* _REQUIREMENT_:
Can you reproduce all of the records below, character for character, with no changes?

* _STORED RECORDS_:

▶

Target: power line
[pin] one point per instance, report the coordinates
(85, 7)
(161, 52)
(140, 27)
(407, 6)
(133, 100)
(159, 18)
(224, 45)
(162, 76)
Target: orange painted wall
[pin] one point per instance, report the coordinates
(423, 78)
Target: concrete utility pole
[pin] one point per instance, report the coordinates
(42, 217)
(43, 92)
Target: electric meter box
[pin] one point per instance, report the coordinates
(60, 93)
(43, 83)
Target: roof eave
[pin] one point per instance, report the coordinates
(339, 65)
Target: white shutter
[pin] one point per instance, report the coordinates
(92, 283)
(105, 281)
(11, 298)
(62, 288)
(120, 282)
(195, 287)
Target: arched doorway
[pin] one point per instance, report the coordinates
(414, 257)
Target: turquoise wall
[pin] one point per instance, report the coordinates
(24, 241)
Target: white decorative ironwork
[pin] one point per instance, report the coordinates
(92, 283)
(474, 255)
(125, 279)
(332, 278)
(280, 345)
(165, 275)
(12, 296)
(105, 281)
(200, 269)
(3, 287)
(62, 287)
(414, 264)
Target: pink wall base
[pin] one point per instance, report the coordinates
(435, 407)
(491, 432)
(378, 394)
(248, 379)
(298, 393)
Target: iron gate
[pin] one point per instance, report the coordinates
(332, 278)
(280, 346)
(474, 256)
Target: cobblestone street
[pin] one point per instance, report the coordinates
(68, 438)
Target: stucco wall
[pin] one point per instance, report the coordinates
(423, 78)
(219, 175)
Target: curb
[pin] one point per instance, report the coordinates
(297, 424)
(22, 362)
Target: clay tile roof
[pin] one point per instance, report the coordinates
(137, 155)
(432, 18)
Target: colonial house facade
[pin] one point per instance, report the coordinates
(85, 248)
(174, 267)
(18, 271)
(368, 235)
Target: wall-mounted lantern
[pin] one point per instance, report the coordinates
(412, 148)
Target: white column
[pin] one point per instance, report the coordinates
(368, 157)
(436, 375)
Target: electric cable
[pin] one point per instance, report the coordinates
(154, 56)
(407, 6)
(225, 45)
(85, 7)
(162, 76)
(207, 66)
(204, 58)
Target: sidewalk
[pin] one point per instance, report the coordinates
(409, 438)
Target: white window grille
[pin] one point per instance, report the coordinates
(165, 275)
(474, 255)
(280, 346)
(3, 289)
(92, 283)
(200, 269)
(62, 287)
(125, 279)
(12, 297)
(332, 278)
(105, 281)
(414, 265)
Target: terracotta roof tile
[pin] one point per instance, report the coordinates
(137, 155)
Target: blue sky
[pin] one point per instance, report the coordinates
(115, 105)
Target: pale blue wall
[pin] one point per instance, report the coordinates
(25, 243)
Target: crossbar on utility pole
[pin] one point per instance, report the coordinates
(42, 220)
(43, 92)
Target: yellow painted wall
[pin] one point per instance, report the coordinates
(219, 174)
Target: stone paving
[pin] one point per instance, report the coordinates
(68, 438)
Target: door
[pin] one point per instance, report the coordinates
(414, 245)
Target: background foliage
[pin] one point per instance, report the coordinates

◀

* _COMPLETED EXERCISE_:
Target: power line
[pin] one point per instance, report the coordinates
(85, 7)
(161, 52)
(140, 27)
(407, 6)
(133, 100)
(159, 18)
(224, 45)
(162, 76)
Target: orange painted wall
[pin] one point per instance, report the coordinates
(423, 78)
Target: concrete utility pole
[pin] one point per instance, report the coordinates
(42, 217)
(43, 92)
Target: electric meter box
[pin] one point per instance, report the coordinates
(60, 93)
(43, 83)
Target: roof eave
[pin] one point per instance, report the coordinates
(339, 65)
Target: white shutter
[pin] one point per instance, report the coordinates
(92, 283)
(105, 281)
(11, 298)
(62, 288)
(120, 282)
(195, 287)
Target: arched doorway
[pin] one point per instance, report the coordinates
(414, 257)
Target: turquoise wall
[pin] one point per instance, report the coordinates
(24, 241)
Target: white decorative ironwork
[pin] one point per instance, report the coordinates
(92, 283)
(474, 255)
(125, 279)
(332, 278)
(280, 345)
(165, 275)
(12, 296)
(105, 281)
(200, 269)
(3, 287)
(62, 287)
(414, 264)
Target: pink wall base
[pin] one point per instance, report the coordinates
(435, 407)
(491, 432)
(378, 394)
(248, 379)
(298, 393)
Target: iron gate
[pin] one point per instance, report the coordinates
(332, 278)
(280, 346)
(474, 256)
Target: cobblestone street
[pin] one point per instance, report the coordinates
(68, 438)
Target: stucco wall
[pin] one point per instance, report the coordinates
(423, 78)
(219, 175)
Target: curb
[pin] one point per instance, report the coordinates
(297, 424)
(22, 362)
Target: clay tile roof
[pin] one point per instance, report the coordinates
(137, 155)
(432, 18)
Target: colonial house facade
[pin] one point per instance, report the coordinates
(85, 248)
(174, 267)
(18, 271)
(368, 235)
Target: wall-mounted lantern
[pin] one point per instance, report the coordinates
(412, 148)
Target: white column
[pin] one point per instance, report the coordinates
(368, 157)
(436, 375)
Target: electric cable
[pin] one point per instance, report the coordinates
(154, 56)
(407, 6)
(225, 45)
(85, 7)
(162, 76)
(207, 66)
(204, 58)
Target: sidewalk
[pin] one point per instance, report the coordinates
(409, 438)
Target: white window grille
[pin] one point per instance, report the coordinates
(165, 275)
(474, 255)
(280, 346)
(3, 289)
(92, 283)
(200, 269)
(62, 287)
(125, 279)
(12, 297)
(332, 278)
(105, 281)
(414, 265)
Target: terracotta roof tile
[pin] one point per instance, report the coordinates
(137, 155)
Target: blue sky
[pin] one point per instance, report the coordinates
(115, 105)
Target: pale blue wall
[pin] one point per instance, report the coordinates
(25, 243)
Target: crossbar on utility pole
[pin] one point per instance, report the coordinates
(42, 220)
(43, 92)
Target: yellow painted wall
[pin] one point per instance, report the coordinates
(219, 174)
Target: stone paving
[pin] one point per instance, report the coordinates
(68, 438)
Target: door
[pin] one point per instance, report the coordinates
(414, 245)
Target: background foliage
[pin] one point per instance, report the coordinates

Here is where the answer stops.